__Trecho de origem__:
━━━

Saúde integral, descriminalização do aborto, qualificação dos profissionais da rede de saúde e segurança e garantia dos direitos, independentemente do gênero, são algumas das discussões. “Não adianta a mulher ir denunciar uma violência se na hora que ela procura o estado não há profissionais capacitados para receber e fazer esse atendimento. Estamos aqui para discutir coletivamente quais serão os próximos passos pela garantia dos nossos direitos”, afirma Rita.
As Leis
Maria da Penha
No Brasil, há quase 10 anos, em agosto de 2006, era sancionada a Lei 11.340, conhecida como Lei Maria da Penha. O objetivo era incrementar e destacar o rigor das punições para a violência contra a mulher. A introdução do texto aprovado constitui uma boa síntese da Lei: “Cria mecanismos para coibir a violência doméstica e familiar contra a mulher, nos termos do art. 226 da Constituição Federal, da Convenção sobre a Eliminação de Todas as Formas de Discriminação contra as Mulheres e da Convenção Interamericana para Prevenir, Punir e Erradicar a Violência contra a Mulher”.
Feminicídio
A violência contra a mulher não é um fato novo, mas a preocupação com a superação dessa violência como condição necessária para a construção da humanidade é bem recente. Mais novo ainda é a judicialização do problema, ou seja, a criminalização da violência contra as mulheres. Há poucos meses, em março de 2015, foi sancionada a Lei 13.104, a Lei do Feminicídio, classificando-o como crime hediondo e com agravantes quando acontece em situações específicas de vulnerabilidade (gravidez, menor de idade, na presença de filhos etc.).
Rede de apoio
Equipamentos e Serviços
» Delegacia da Mulher (Deam)
Entraquadra 204/205 Sul — 3207-6195.
» Casa da Mulher Brasileira (CMB)
Setor de Grandes Áreas Norte (SGAN) 601, Lote J, Asa Norte, (atrás do Serpro).
» Centros Especializados de Atendimento à Mulher (Ceam)
O acesso ao serviço independe de qualquer tipo de encaminhamento. O funcionamento é de segunda a sexta, das 8h às 18h, sem interrupção em horário de almoço:
» Ceam 102 Sul — 3323.8676
» Ceam Ceilândia — 3372.1661
» Ceam Planaltina — 3389.0841
» Ceam Casa da Mulher Brasileira — 3226.9324
» Núcleos de Atendimento a Família e aos Autores de Violência Doméstica (Nafavd)

━━━

__Dados fornecidos__:

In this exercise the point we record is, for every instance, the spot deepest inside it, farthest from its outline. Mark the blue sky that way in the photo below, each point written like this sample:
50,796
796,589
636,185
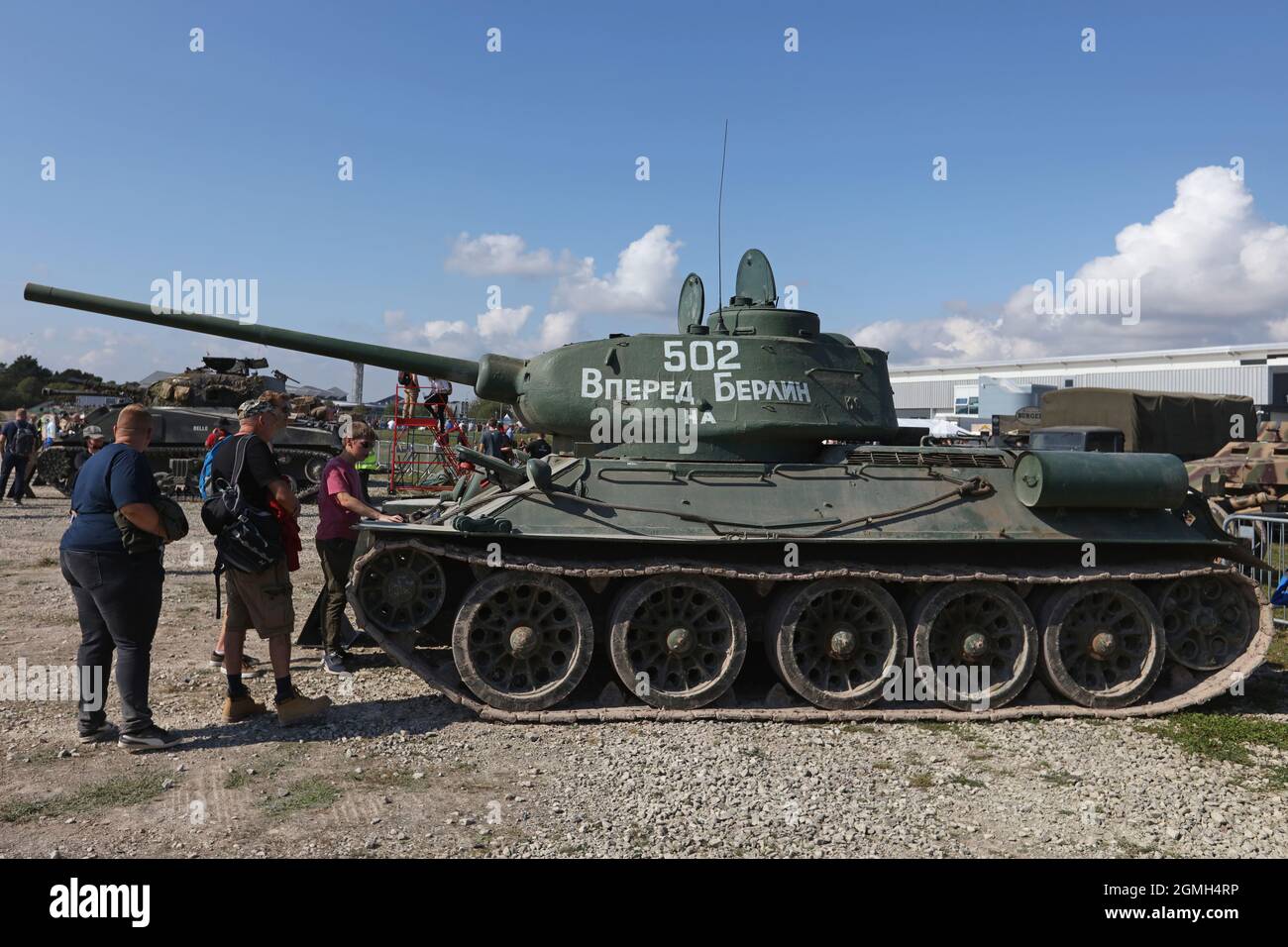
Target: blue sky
223,163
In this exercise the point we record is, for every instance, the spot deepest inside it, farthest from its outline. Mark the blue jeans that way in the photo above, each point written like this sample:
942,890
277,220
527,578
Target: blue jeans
18,466
119,600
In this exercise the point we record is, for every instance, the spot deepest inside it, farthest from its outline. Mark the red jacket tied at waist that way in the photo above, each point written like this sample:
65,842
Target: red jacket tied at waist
290,536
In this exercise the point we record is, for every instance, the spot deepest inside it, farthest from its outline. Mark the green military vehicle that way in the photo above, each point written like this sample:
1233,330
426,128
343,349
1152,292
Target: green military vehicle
185,407
1120,419
735,480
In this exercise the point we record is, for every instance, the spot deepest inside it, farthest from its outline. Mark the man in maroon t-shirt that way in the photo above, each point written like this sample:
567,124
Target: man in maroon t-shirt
342,502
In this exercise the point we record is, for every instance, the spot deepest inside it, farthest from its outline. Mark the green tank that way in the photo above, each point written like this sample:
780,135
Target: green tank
726,528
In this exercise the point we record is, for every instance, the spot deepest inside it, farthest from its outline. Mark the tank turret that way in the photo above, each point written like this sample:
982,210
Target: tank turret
748,381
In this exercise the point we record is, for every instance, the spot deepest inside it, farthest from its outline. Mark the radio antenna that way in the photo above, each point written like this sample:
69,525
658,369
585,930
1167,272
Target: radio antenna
724,151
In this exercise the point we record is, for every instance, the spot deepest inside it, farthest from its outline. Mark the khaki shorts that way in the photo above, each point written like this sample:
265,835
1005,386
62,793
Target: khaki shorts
261,600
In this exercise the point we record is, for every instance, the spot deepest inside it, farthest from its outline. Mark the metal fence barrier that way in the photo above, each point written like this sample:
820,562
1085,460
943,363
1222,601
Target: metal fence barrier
1269,539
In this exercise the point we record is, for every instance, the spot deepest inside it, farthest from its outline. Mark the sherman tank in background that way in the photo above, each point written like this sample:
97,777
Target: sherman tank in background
185,407
737,482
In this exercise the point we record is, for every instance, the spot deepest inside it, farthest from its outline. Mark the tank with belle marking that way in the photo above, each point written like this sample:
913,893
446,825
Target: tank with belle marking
735,483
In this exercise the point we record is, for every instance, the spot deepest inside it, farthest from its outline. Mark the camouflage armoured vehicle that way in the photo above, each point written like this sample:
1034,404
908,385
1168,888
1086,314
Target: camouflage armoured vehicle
185,407
1247,475
733,482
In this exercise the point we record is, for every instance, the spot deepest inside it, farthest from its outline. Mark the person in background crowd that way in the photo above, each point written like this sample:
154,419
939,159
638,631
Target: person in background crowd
117,592
94,442
539,447
18,442
263,599
342,501
370,463
411,392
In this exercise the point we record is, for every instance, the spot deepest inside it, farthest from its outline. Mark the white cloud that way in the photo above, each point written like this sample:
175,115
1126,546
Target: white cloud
505,254
558,329
502,322
1211,272
643,282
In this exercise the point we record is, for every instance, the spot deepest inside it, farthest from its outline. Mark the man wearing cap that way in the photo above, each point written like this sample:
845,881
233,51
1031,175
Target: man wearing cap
262,599
94,442
342,501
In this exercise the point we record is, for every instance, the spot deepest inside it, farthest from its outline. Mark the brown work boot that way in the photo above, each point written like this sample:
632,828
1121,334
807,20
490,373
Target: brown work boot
237,709
300,709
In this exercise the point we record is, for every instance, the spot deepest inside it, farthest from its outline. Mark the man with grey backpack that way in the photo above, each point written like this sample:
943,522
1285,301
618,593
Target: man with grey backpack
18,441
249,521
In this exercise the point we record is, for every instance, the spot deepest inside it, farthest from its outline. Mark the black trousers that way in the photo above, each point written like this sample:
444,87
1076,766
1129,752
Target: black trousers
119,600
336,558
18,466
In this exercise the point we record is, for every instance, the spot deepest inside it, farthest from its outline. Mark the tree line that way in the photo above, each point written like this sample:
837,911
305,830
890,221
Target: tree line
24,379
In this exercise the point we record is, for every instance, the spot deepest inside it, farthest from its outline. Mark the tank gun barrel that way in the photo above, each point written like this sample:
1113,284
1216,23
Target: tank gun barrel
492,376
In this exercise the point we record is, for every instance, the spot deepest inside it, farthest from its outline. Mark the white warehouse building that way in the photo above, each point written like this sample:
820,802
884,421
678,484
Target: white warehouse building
1257,371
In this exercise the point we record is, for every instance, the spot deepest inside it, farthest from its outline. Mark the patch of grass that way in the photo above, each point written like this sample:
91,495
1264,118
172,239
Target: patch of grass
111,793
387,780
309,792
1276,777
1132,851
1222,737
269,768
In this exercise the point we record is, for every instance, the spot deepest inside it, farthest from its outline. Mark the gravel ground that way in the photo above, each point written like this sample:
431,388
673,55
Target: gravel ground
398,771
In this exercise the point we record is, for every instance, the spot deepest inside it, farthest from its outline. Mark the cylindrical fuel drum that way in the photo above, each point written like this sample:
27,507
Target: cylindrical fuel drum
1102,480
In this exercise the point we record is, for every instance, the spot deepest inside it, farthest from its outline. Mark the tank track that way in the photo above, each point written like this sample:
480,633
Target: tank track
56,470
1177,689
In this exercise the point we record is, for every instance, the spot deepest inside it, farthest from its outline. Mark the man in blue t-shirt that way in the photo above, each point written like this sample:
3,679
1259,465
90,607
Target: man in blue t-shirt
117,592
18,441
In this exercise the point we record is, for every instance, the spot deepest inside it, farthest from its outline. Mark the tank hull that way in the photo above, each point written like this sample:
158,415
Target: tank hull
905,531
179,447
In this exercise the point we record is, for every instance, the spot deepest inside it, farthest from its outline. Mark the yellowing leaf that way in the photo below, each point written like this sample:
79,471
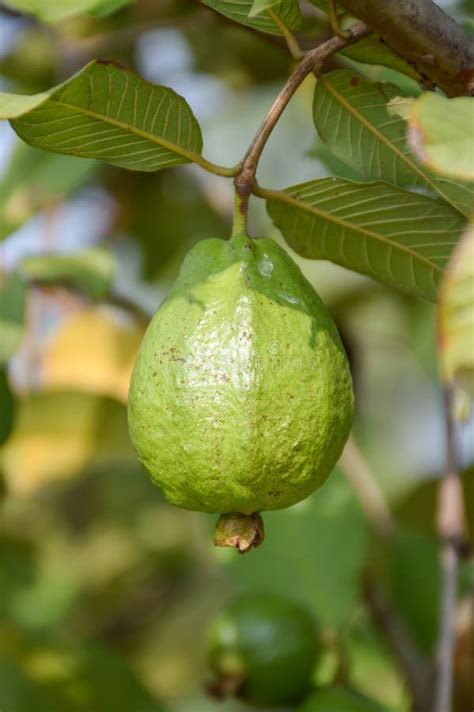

━━━

__Objetivo do exercício__: Reproduza, sem qualquer alteração, a parte do texto sobre violência contra a mulher que vai de "Entraquadra 204/205 Sul" a "Violência Doméstica (Nafavd)". Os registros não são usados aqui.

__Sua resposta__:
Entraquadra 204/205 Sul — 3207-6195.
» Casa da Mulher Brasileira (CMB)
Setor de Grandes Áreas Norte (SGAN) 601, Lote J, Asa Norte, (atrás do Serpro).
» Centros Especializados de Atendimento à Mulher (Ceam)
O acesso ao serviço independe de qualquer tipo de encaminhamento. O funcionamento é de segunda a sexta, das 8h às 18h, sem interrupção em horário de almoço:
» Ceam 102 Sul — 3323.8676
» Ceam Ceilândia — 3372.1661
» Ceam Planaltina — 3389.0841
» Ceam Casa da Mulher Brasileira — 3226.9324
» Núcleos de Atendimento a Família e aos Autores de Violência Doméstica (Nafavd)